Text provided ▸
————
Personal information
- Born: Frederick Haughton Thompson 31 March 1908 Christchurch, New Zealand
- Died: 15 December 1971 (aged 63)
- Height: 1.87 m (6 ft 1+1⁄2 in)
- Weight: 80 kg (176 lb)
- Spouse: Monica Roche (d. 1961)

Sport
- Country: New Zealand
- Sport: Rowing
- Club: Avon Rowing Club

Medal record
Men's rowing
Representing New Zealand
Olympic Games
| Silver medal – second place | 1932 Los Angeles | Coxless pair |
British Empire Games
| Silver medal – second place | 1930 Hamilton | Eights |
| Bronze medal – third place | 1938 Sydney | Eights |

= Rangi Thompson =

Frederick Haughton "Rangi" Thompson (31 March 1908 - 15 December 1971) was a New Zealand rower who represented his country at one Olympic and two British Empire Games, winning a medal at each.

==Biography==
Born in Christchurch on 31 March 1908, Thompson was the son of Ellen and Frederick Thompson. A member of the Avon Rowing Club, he began rowing in 1926.

Thompson represented New Zealand at the 1930 British Empire Games in Hamilton, Ontario. He was a member of the men's eight that won the silver medal, finishing three-quarters of a length behind the victorious English crew.
————
Entries shown ▸

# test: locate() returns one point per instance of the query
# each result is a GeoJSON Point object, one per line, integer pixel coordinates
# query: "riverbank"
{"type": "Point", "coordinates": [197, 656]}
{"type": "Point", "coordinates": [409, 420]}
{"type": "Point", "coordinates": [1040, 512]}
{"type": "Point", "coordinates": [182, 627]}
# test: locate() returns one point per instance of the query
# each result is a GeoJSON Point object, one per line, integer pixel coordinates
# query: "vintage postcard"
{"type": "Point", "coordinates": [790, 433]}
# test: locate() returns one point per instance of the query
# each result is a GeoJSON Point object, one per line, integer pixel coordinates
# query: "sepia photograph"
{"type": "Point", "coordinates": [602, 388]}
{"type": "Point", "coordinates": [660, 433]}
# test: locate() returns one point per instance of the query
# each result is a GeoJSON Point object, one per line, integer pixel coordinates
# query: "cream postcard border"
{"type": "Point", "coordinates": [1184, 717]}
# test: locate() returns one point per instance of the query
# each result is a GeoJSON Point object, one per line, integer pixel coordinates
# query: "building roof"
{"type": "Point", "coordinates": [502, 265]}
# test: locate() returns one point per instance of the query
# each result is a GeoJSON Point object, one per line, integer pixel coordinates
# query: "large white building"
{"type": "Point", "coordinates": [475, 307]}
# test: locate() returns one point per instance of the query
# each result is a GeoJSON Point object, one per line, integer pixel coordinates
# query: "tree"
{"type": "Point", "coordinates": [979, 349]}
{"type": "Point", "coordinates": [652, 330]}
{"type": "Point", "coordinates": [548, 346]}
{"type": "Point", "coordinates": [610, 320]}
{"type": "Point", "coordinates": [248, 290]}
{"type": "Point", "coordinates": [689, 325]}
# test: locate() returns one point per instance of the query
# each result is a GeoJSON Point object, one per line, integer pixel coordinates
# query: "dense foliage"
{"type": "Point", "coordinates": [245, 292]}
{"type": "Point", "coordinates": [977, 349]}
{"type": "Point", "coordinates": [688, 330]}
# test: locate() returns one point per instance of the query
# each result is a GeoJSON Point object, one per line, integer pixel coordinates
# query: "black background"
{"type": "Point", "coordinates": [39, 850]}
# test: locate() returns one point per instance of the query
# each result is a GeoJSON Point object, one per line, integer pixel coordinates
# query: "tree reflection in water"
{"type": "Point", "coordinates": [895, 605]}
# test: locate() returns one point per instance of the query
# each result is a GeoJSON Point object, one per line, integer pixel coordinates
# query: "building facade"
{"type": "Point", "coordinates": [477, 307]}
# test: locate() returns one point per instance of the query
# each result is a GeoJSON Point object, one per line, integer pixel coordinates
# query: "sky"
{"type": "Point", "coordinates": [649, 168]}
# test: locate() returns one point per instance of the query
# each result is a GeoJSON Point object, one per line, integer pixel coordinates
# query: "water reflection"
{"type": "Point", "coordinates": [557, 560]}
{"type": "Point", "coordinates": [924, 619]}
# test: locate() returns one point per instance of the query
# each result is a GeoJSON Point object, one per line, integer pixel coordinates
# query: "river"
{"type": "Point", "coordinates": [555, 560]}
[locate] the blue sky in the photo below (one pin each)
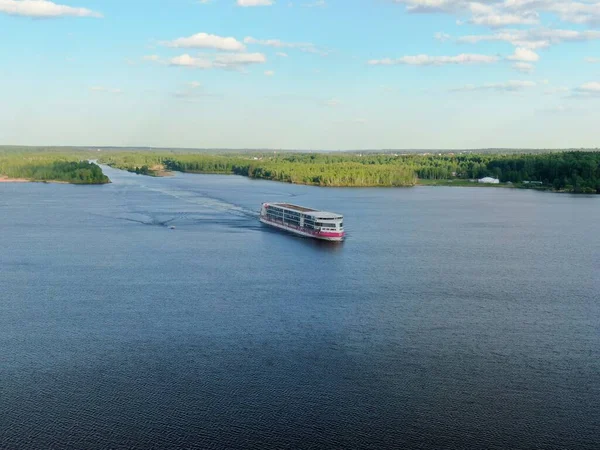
(300, 74)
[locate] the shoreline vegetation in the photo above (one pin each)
(575, 171)
(568, 171)
(48, 167)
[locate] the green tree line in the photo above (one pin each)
(49, 166)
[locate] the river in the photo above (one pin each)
(449, 318)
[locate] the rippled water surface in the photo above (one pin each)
(450, 317)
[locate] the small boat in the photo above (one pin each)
(304, 221)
————
Required action ▸
Summarize the text about Rangi Thompson in two sentences.

Solution to this task ▸
Frederick Haughton "Rangi" Thompson (1908–1971) was a Christchurch-born New Zealand rower from the Avon Rowing Club. He represented his country at one Olympic and two British Empire Games, winning a medal at each: silver in the coxless pair at the 1932 Los Angeles Olympics, silver in the eights at the 1930 Games in Hamilton, and bronze in the eights at the 1938 Games in Sydney.